Recruiting Rewind - The Classes of 2010

Recruiting Rewind - The Classes of 2010

We’re digging into the vault.Every year we rank the top incoming classes of talent in expectation of seeing what schools are preparing themselves best for t

May 25, 2016 by Willie Saylor
Recruiting Rewind - The Classes of 2010
We’re digging into the vault.

Every year we rank the top incoming classes of talent in expectation of seeing what schools are preparing themselves best for the future. But we don’t often revisit the performance of those groups.

With their eligibility exhausted and their college careers completed, we’ll look back at the Class of 2010 rankings.

A few notes in general about recruiting classes and how they are perceived -

When recruiting classes are signed, requisite fan bases are really happy - and completely overzealous. Because the individual careers of the kids in each class are fresh in our memory (and because high school coverage has expanded and made each high school wrestler very familiar to us) the expectation and/or optimism for many wrestlers are overblown.

The fact of the matter is, only one kid per weight, per team, starts. Only 33 qualify for nationals. And only 8 can All American. If you asked corresponding fan bases which of their guys in ‘this class’ would eventually AA, you’d have triple the number of AA’s possible. The point is: everyone is a little over the top with optimism.

--- DATA PROVIDED ---
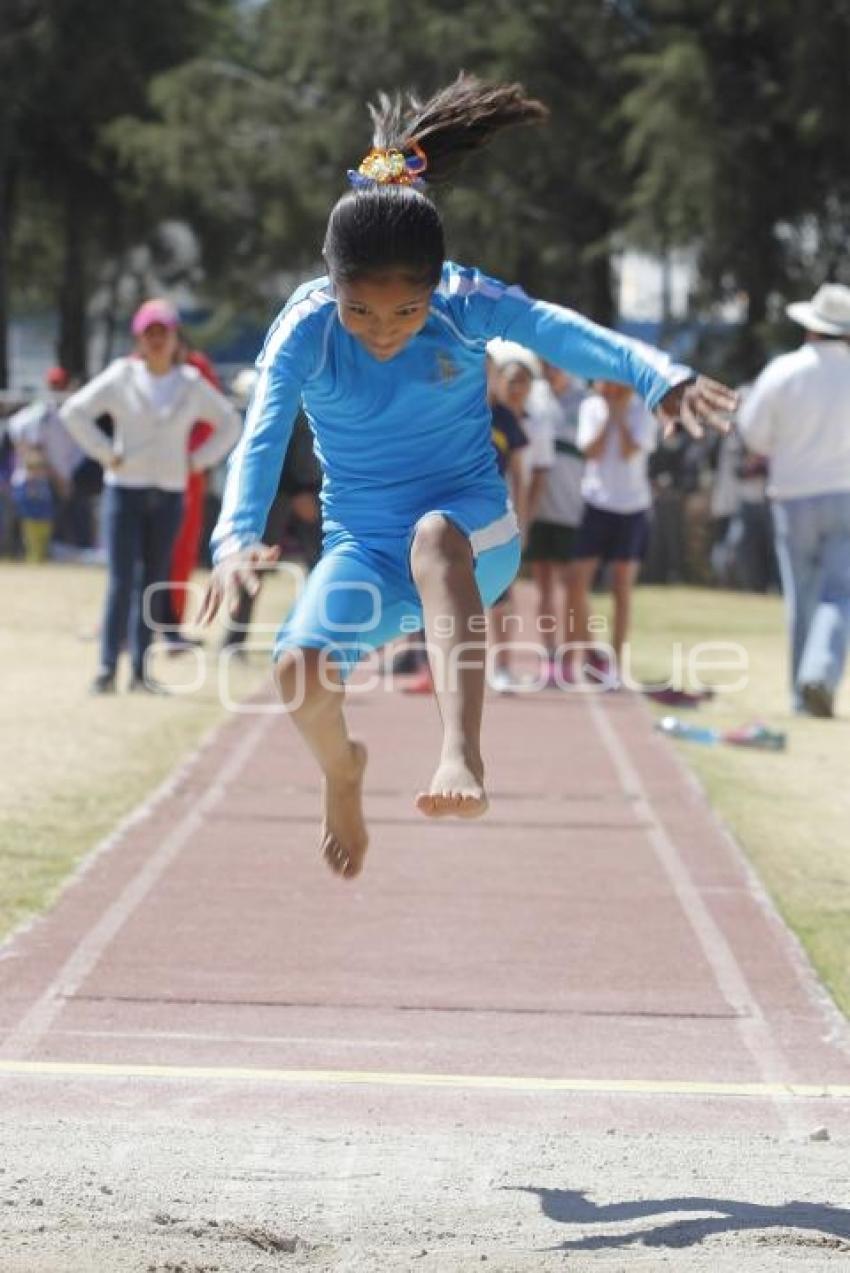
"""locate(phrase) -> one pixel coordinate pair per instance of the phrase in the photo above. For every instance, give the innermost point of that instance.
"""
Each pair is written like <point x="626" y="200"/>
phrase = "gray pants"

--- WHAT YOU WILL DO ---
In the Class of 2010 recruiting text, the paragraph beginning "The fact of the matter is" caps how many wrestlers can reach certain outcomes. List each of those caps.

--- COMPLETE ANSWER ---
- Only one wrestler per weight, per team, starts.
- Only 33 qualify for nationals.
- Only 8 can become All-Americans.